Retailers must place pre-season orders without delay or the spectre of stock shortages risks making a comeback in 2021, writes Garden Industry Manufacturers Association (GIMA) director, Vicky Nuttall.
Close collaboration between suppliers and retailers has always forged a pathway to success, and in the absence of a crystal ball to predict how the Covid-19 pandemic is going to play out, working closer together than ever before is going to be critical as we head into winter and draw-up plans for 2021.
What we do know is that garden retail and the supply chain that drives it is one of the success stories to have emerged from a year of economic turmoil. We’ve witnessed incredible summer sales as the nation rushed to catch-up on gardening projects that were postponed from the traditional spring peak, and a season that’s extended well into autumn, driven by the stay-at-home culture. Plus, it has been rumoured that well over two million people may have caught the gardening bug for the first time during lockdown, presenting the industry with an incredible opportunity to nurture a new generation of customers. In order to keep this momentum going, a topic of paramount importance must now be addressed: pre-season orders.

▶ _COMPLETE THE FOLLOWING_:
[1] In the article on garden retail, how many people are rumored to have taken up gardening for the first time during lockdown?
[2] Pick up the article on garden retail pre-season orders after its last sentence and carry it forward.

▶ _PROVIDED RECORDS_:
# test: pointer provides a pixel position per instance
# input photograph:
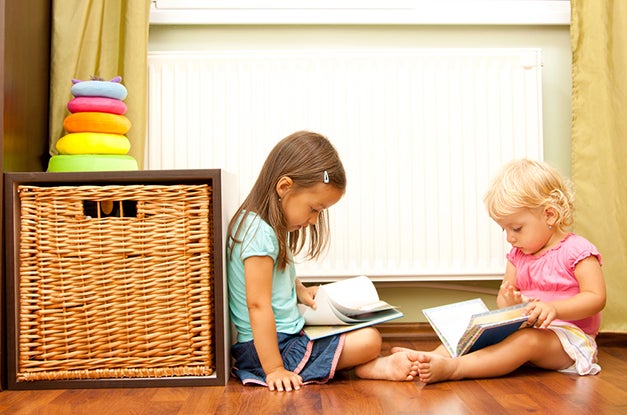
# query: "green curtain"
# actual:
(102, 38)
(599, 147)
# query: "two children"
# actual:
(286, 212)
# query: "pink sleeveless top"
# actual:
(551, 275)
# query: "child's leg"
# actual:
(361, 351)
(539, 347)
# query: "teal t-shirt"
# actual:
(258, 239)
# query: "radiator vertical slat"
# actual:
(420, 132)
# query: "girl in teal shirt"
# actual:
(285, 212)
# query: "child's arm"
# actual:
(258, 275)
(508, 293)
(589, 301)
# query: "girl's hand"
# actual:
(306, 295)
(282, 379)
(540, 314)
(509, 295)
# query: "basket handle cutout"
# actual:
(110, 208)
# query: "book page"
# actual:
(450, 321)
(324, 314)
(349, 301)
(352, 293)
(499, 315)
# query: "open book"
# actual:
(346, 305)
(468, 325)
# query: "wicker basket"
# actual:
(115, 281)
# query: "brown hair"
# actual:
(307, 158)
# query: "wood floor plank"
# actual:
(527, 390)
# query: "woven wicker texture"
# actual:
(125, 295)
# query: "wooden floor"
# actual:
(525, 391)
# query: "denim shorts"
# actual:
(314, 361)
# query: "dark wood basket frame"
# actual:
(213, 177)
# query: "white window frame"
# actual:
(401, 12)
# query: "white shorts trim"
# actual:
(580, 346)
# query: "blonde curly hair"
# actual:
(530, 184)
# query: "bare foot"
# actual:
(401, 366)
(433, 367)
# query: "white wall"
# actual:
(553, 40)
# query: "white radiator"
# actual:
(420, 132)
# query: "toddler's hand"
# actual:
(283, 380)
(306, 295)
(509, 295)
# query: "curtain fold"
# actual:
(102, 38)
(599, 141)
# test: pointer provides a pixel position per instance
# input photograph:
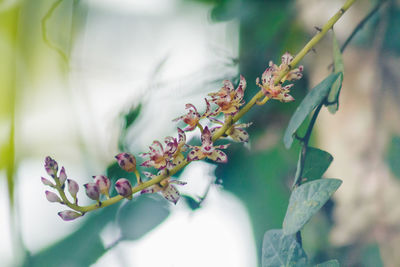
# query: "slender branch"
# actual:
(228, 124)
(361, 24)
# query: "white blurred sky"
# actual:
(112, 67)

▶ _ANSWERS BY ITEM_:
[1] Well over two million

[2]
In recent years, I have witnessed a tendency for some retailers to hold back on confirming what stock they require for the next season. Covid-19, however, is a game-changer when it comes to pre-season orders, and I’m going to outline a number of critical reasons, which came to light at a recent virtual GCA GIMA Supply Chain Forum, focusing on why suppliers need commitment from retailers as early as possible in order to be able to guarantee stock availability next season.
Firstly, it’s important to acknowledge that suppliers recognise the pressure that retailers are currently experiencing, such as heightened demand generated by buoyant autumn trading and addressing challenges that lie ahead in preparing socially distanced Christmas displays. Suppliers must make their voices heard though, as retailers who delay in committing on orders until the New Year risk losing out due to a combination of heightened demand and ongoing disruption resulting from the pandemic.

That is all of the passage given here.